Exercise — Repeat the records below exactly as they appear, leaving out any pictures.
- Opening Delimiter -
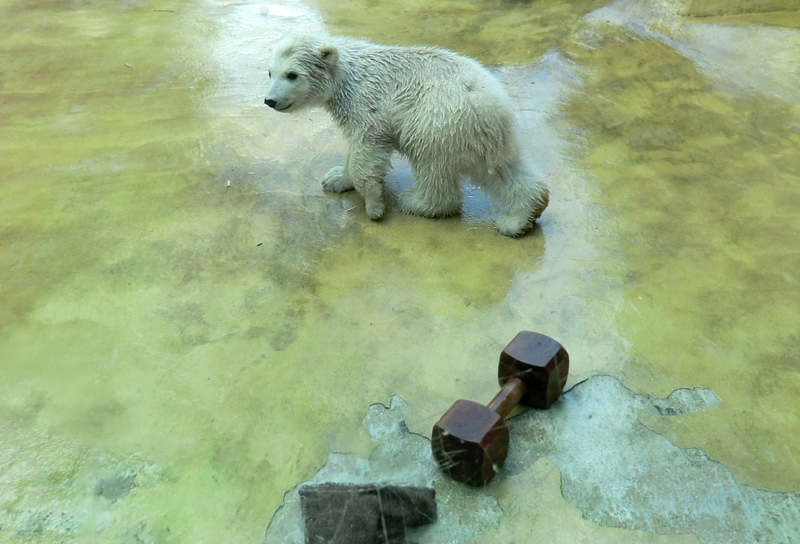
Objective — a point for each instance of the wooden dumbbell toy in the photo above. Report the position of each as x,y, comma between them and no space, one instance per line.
470,441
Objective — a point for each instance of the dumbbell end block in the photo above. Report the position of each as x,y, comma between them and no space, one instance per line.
470,442
540,362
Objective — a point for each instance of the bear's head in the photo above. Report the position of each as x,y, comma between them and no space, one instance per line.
301,70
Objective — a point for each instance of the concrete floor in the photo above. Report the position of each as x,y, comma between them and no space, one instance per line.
177,353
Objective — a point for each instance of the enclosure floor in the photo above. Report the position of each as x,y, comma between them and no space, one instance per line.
189,324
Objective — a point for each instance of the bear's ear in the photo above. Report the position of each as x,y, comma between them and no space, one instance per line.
329,55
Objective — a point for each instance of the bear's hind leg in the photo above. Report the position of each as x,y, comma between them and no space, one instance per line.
436,192
523,196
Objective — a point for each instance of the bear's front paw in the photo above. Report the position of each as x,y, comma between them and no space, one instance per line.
375,210
510,225
337,180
- Closing Delimiter -
Output below —
Objective — a point for each instance of the wooden dumbbell toy in the photo above. Report the position of each as x,y, comma between them and no space, one instance per line.
470,441
Objective — a point for each instance of the dumbbell end block in the photo above. Report the position of each as x,y, comma between them and no space, one instance per line.
470,442
540,362
Objective — a point for each instance of the bear's head in the photo above. Report the position of each as x,y, comma between them and no space, one instance per line.
301,70
Objective — a point for each instance of the concrete floor in the photo above. Report the position of each as x,y, comma between them and no space, one instance per line.
177,353
Objective — a point for each instance of the enclosure floor in the photo above. Report the position of each as x,y, comma between them and no space, one instance per line.
189,324
Objective — a point for each instance of the bear's ear in the photo above. Report the position of each as x,y, comma between them and no space, one instance per line.
329,55
Objective — a point for each instance of the bear's hind leg in the photo above. Report the position of each as x,y, comma between them and no space, one instance per line.
436,192
523,196
Objective — a point for each instance of the bear's front paw in the photo above. Report the position of each as x,y, comma between them and no space, one instance per line.
375,210
510,225
337,180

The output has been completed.